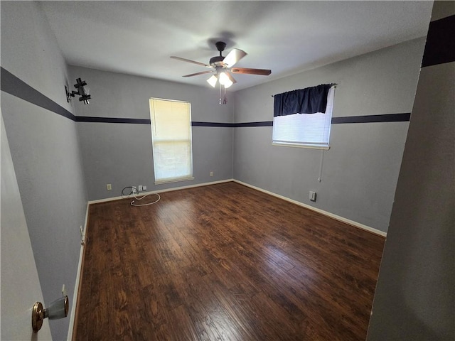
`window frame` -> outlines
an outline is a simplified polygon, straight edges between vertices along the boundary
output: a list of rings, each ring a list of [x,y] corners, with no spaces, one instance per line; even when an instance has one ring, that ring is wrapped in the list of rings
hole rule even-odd
[[[155,118],[154,117],[154,108],[153,108],[153,101],[164,101],[166,102],[177,102],[177,103],[185,103],[187,104],[188,107],[188,131],[189,131],[189,138],[186,139],[174,139],[172,140],[169,140],[171,141],[188,141],[189,144],[189,151],[190,151],[190,173],[188,175],[185,175],[179,177],[169,177],[169,178],[162,178],[157,180],[156,178],[156,162],[159,158],[156,156],[156,151],[155,151],[155,143],[159,143],[159,141],[155,141],[154,129],[156,126]],[[151,149],[153,154],[153,165],[154,165],[154,183],[155,185],[161,185],[164,183],[176,183],[180,181],[187,181],[191,180],[194,180],[193,176],[193,129],[191,129],[191,103],[188,101],[181,101],[177,99],[169,99],[166,98],[157,98],[157,97],[150,97],[149,99],[149,114],[150,114],[150,133],[151,137]],[[161,141],[162,142],[162,141]]]
[[[276,121],[275,121],[275,119],[277,119],[277,117],[274,117],[272,133],[272,145],[277,146],[282,146],[282,147],[308,148],[313,148],[313,149],[323,149],[323,150],[330,149],[330,133],[331,133],[331,119],[333,117],[333,102],[335,100],[335,89],[336,89],[336,87],[333,86],[329,90],[328,93],[327,94],[327,97],[328,97],[327,108],[326,109],[326,113],[322,114],[323,115],[330,115],[330,118],[326,118],[324,121],[321,120],[322,122],[321,123],[324,126],[327,125],[326,128],[324,127],[324,130],[323,130],[323,131],[326,132],[327,135],[327,144],[325,144],[323,142],[321,143],[320,141],[311,143],[311,142],[300,142],[299,141],[291,141],[291,140],[280,141],[278,139],[275,139],[275,134],[276,134],[275,129],[277,125],[276,124]],[[307,115],[307,117],[309,117],[310,115],[314,115],[314,114],[293,114],[291,115],[287,115],[287,116]],[[298,119],[299,117],[296,117],[296,118]],[[301,117],[301,118],[304,119],[304,117]],[[305,127],[303,127],[303,128],[304,129]]]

Written problem: Reproduce every line of the items above verbatim, leaving out the pictures.

Task output:
`window frame` -> outlines
an outline is a simplified polygon, straight edges between vertices along the boundary
output: a list of rings, each ring a list of [x,y] corners, with no spaces, one instance per line; even when an instance has one ring, that ring is wrapped in the list of rings
hole rule even-odd
[[[155,118],[154,117],[154,108],[153,108],[153,101],[164,101],[166,102],[177,102],[177,103],[185,103],[187,104],[188,107],[188,131],[189,131],[189,138],[186,139],[174,139],[172,140],[169,140],[171,141],[188,141],[189,144],[189,151],[190,151],[190,173],[188,175],[185,175],[179,177],[169,177],[169,178],[162,178],[157,180],[156,178],[156,162],[159,158],[156,156],[156,151],[155,151],[155,143],[159,143],[159,141],[155,141],[154,129],[156,126]],[[151,149],[153,154],[153,165],[154,165],[154,183],[155,185],[161,185],[164,183],[176,183],[180,181],[187,181],[191,180],[194,180],[193,176],[193,129],[191,129],[191,103],[188,101],[181,101],[177,99],[169,99],[166,98],[157,98],[157,97],[150,97],[149,99],[149,114],[150,114],[150,133],[151,137]],[[161,141],[162,142],[162,141]]]
[[[276,121],[275,121],[275,119],[277,119],[277,117],[274,117],[272,133],[272,145],[277,146],[282,146],[282,147],[308,148],[313,148],[313,149],[323,149],[323,150],[330,149],[330,133],[331,133],[331,119],[333,117],[333,102],[335,100],[335,89],[336,89],[336,87],[333,86],[329,90],[328,93],[327,94],[327,97],[328,97],[327,108],[326,109],[326,113],[322,114],[323,115],[330,115],[330,118],[326,118],[324,121],[321,120],[322,122],[321,123],[324,126],[327,125],[326,128],[324,127],[324,130],[323,130],[323,131],[326,132],[327,135],[327,144],[325,144],[323,142],[321,143],[320,141],[311,143],[311,142],[300,142],[299,141],[291,141],[291,140],[280,141],[278,139],[275,139],[275,134],[276,134],[275,129],[277,125],[276,124]],[[307,115],[307,117],[309,117],[310,115],[314,115],[314,114],[293,114],[291,115],[287,115],[287,116]],[[298,119],[299,117],[296,117],[296,118]],[[301,117],[301,118],[304,119],[304,117]],[[305,127],[303,127],[303,128],[304,129]]]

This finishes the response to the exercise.